Without altering a single word, repeat the records that follow.

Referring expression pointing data
....

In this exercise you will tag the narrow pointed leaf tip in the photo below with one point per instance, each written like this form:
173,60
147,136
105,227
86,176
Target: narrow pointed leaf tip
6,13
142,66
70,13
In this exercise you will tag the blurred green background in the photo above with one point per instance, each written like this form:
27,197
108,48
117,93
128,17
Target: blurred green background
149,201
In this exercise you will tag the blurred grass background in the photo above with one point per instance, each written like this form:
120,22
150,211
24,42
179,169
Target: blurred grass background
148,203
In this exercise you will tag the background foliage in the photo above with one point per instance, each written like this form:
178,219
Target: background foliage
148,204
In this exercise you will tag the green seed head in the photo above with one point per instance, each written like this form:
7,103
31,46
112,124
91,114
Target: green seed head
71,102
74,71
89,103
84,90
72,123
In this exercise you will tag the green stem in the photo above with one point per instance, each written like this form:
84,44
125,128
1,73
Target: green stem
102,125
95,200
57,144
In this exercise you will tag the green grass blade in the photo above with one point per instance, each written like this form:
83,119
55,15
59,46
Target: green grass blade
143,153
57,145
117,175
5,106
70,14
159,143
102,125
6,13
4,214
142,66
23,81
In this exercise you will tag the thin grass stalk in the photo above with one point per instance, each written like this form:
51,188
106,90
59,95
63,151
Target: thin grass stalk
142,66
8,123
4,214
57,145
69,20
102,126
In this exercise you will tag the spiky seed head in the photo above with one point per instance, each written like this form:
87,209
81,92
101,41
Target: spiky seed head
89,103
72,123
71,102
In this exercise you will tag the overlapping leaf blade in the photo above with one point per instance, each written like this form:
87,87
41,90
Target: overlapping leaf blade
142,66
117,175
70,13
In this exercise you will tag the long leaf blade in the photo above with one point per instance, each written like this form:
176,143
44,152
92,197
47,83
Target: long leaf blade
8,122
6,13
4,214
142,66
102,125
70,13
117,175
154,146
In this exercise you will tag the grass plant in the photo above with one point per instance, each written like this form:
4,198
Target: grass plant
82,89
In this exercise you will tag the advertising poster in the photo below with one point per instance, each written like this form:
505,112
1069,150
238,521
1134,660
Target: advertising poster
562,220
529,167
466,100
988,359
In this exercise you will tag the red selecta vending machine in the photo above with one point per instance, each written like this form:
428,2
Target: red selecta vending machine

....

Finished task
In this exercise you will tag the narrow pointed leaf tip in the photo below with one point per instance, each written like this form:
173,60
147,136
105,227
86,176
Target: narrow pointed leaf tip
6,13
142,66
70,13
In this exercise you will tag the blurred green background in the photo above with one point per instance, each written like this form:
27,197
108,48
117,93
128,17
Target: blurred green background
149,201
In this exercise you will tag the blurred grass background in the photo above with one point per instance, each written like this form:
120,22
150,211
24,42
179,169
Target: blurred grass background
148,203
In this exercise you will tag the background foliage in the photo above with one point per instance, each written like this form:
178,219
Target: background foliage
148,204
In this exercise you will tag the green seed head in the photo above with one point per instance, each written like this form:
7,103
31,46
112,124
91,114
Target: green seed head
71,102
74,71
89,103
84,90
72,123
In this exercise you will tag the green stem in the photo above with one point per instance, each written like this form:
84,44
125,128
1,73
Target: green stem
102,125
95,200
57,144
In this exercise you will tag the green grass blade in the photo above with one point per instance, each written like this form:
83,119
55,15
59,46
Target: green grass blade
143,153
57,145
117,175
5,106
70,14
159,143
102,125
6,13
4,214
142,66
23,81
In this exercise you will tag the thin grass stalk in the photo above with one point per instance, each written like this form:
51,188
106,90
59,95
63,151
Target: thin grass stalk
142,66
8,123
4,214
57,145
69,20
102,126
In this exercise you will tag the spiky seed head in the photo above with one point per instance, each written like this form:
87,209
81,92
101,41
Target: spiky seed head
89,103
72,123
71,102
In this exercise you will tag the overlapping leaf blade in the photo above with one point per instance, each written like this form:
87,87
41,90
Target: overlapping leaf blade
142,66
117,175
70,13
In this exercise you will tag the long leaf blade in the photo above with one point per instance, each written like this form:
176,143
44,152
92,197
47,83
Target: long leaf blade
8,122
6,13
4,214
142,66
102,125
70,13
117,175
154,146
In this exercise you will tag the grass plant in the photo above with one point per instance, each written like this form:
4,198
Target: grass plant
82,89
In this exercise you will tag the advertising poster in the photo below with one point per instance, each written like this form:
505,112
1069,150
238,521
1134,660
Target: advertising poster
562,220
529,167
466,100
988,359
In this exercise you will tag the red selecta vending machine in the photo above with one point per instance, each written like this form:
428,2
Target: red selecta vending machine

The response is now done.